Plenty of great resources online can help you learn about cloud providers’ best design practices. For AWS, you can get started with the AWS Well-Architected framework.

This section discusses four scenarios:

  • A small environment involving only a single logical network

  • A medium-sized environment involving a few to several logical networks

  • A larger environment dealing with multiple dozens of logical networks

  • A hybrid environment involving both on-premises and cloud-based networks

A small cloud network topology

Our small cloud network topology leverages only a single VPC. At first, this might seem limiting—will a single VPC be able to scale enough? Is this sort of topology valid for only the very smallest of customers, those who have only a few workloads in the public cloud?

Note

The virtual network construct, like AWS VPC, is the key building block for cloud networking. Even though each cloud provider implements this construct a bit differently, the basic idea is the same: a virtual network is a logical network (with some Layer 2 and 3 features) that can be used to isolate workloads from one another. All the cloud services are attached to a virtual network so they can communicate with one another (assuming the appropriate network access controls are in place).

In thinking about scalability, consider these dimensions:

IP addressing

When you create a VPC, you must specify a Classless Inter-Domain Routing (CIDR) block. It’s recommended to use blocks from the ranges specified in RFC 1918 and RFC 6598. The block can range in size from a /16 (supplying up to 65,536 IP addresses) all the way to a /28 (supplying only 16 IP addresses). Further, you can add CIDR blocks—up to four additional, nonoverlapping blocks for a total of five CIDR blocks in a VPC—to provide even more available IP addresses. Five /16 CIDR blocks would provide over 300,000 IP addresses.

Bandwidth

AWS supplies two mechanisms for connecting workloads to the internet. For workloads on a public subnet, you use an internet gateway. AWS describes this component as “a horizontally scaled, redundant, and highly available VPC component” that “does not cause availability risks or bandwidth constraints”; see the Amazon VPC documentation. For workloads on a private subnet, you typically use a NAT gateway, which according to AWS scales up to 100 Gbps. NAT stands for network address translation, which is the name given to the process of mapping private (nonroutable) IP addresses to public (routable) IP addresses.

Note

For the purposes of this book, a public subnet is defined as a subnet that is connected to or has a default route to an internet gateway. Typically, a public subnet is also configured to assign a routable IP address to resources. A private subnet is defined as a subnet that is connected to or has a default route to a NAT gateway (or a self-managed NAT instance). A private subnet is also typically configured to use only nonroutable (RFC 1918/6598) IP addresses.

Availability

A single VPC can span multiple availability zones but cannot span multiple regions. A region in AWS parlance is a grouping of data centers. An availability zone (AZ) within a region is a physically separate, isolated logical cluster of data centers. Each availability zone has independent power, cooling, and redundant network connectivity. AZs within a region have high-speed, low-latency connections among them. The idea behind spanning multiple AZs is that a failure in one AZ of a region will generally not affect other AZs in a region, thus giving you the ability to withstand failures in a more resilient way. A subnet is limited to a single AZ and cannot span AZs.

[Data provided]:
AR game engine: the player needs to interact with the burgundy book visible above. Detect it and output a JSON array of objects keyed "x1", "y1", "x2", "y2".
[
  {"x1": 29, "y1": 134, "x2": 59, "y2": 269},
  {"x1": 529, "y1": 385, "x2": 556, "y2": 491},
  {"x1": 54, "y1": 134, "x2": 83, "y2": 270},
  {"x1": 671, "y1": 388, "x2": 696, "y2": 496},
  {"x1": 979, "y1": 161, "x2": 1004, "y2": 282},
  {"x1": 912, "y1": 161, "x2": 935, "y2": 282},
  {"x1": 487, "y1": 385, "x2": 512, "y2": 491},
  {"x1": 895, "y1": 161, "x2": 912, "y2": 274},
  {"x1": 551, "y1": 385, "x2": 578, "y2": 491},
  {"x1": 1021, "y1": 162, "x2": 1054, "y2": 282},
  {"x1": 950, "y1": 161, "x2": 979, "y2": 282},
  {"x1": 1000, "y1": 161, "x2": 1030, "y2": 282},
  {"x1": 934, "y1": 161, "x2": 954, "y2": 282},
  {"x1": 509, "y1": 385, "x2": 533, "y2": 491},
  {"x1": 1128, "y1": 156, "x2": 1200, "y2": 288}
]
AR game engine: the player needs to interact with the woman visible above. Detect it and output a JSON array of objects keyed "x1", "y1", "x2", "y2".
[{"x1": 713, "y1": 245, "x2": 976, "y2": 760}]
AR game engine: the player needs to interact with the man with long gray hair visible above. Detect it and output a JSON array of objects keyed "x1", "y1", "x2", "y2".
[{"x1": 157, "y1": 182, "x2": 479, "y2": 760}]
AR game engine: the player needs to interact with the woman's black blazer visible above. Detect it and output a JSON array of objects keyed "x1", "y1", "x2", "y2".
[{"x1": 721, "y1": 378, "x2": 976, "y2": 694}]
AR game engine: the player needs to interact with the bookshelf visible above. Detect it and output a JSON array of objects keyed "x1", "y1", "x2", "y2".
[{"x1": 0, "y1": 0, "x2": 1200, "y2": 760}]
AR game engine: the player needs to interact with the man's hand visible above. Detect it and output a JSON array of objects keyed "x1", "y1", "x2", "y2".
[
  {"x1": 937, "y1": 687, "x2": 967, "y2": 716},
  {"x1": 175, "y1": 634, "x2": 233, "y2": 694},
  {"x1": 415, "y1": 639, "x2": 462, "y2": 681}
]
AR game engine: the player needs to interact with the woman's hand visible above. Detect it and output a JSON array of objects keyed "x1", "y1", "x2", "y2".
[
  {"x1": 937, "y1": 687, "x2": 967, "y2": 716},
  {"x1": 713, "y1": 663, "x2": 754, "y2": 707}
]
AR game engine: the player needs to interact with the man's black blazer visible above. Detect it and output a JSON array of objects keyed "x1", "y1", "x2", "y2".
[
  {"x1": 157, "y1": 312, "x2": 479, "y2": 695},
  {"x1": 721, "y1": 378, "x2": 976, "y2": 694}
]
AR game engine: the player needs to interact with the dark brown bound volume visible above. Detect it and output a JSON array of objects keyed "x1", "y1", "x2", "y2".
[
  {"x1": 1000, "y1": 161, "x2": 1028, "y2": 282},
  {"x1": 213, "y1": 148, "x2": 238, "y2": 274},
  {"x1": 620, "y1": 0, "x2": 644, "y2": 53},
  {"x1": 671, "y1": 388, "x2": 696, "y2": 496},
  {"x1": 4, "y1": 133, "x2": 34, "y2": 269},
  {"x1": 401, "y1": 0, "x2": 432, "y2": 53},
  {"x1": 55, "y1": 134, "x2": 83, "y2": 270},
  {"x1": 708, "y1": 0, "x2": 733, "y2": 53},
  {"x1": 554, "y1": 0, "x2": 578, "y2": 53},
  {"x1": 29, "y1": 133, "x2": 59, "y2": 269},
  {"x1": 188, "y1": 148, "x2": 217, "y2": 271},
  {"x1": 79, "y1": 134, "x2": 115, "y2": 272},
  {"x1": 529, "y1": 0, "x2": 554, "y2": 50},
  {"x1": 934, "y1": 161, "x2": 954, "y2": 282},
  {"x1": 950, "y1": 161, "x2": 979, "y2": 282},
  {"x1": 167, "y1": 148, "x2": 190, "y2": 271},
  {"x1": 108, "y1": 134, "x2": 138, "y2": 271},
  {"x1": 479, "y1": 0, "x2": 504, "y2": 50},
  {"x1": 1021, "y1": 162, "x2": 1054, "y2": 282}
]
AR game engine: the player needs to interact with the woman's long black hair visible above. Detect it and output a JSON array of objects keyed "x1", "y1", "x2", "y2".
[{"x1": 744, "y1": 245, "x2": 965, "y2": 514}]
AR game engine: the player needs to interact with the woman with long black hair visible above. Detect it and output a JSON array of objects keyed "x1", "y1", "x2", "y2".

[Exercise details]: Condense the paragraph in the cloud networking text above that begins "When you create a VPC" into a short bulleted list that keeps its main facts.

[Task solution]:
- Creating a VPC requires specifying a CIDR block, preferably from the RFC 1918 and RFC 6598 ranges.
- A block can range from a /16 (up to 65,536 IP addresses) to a /28 (16 IP addresses).
- Up to four additional nonoverlapping blocks can be added, for a total of five per VPC.
- Five /16 blocks would provide over 300,000 IP addresses.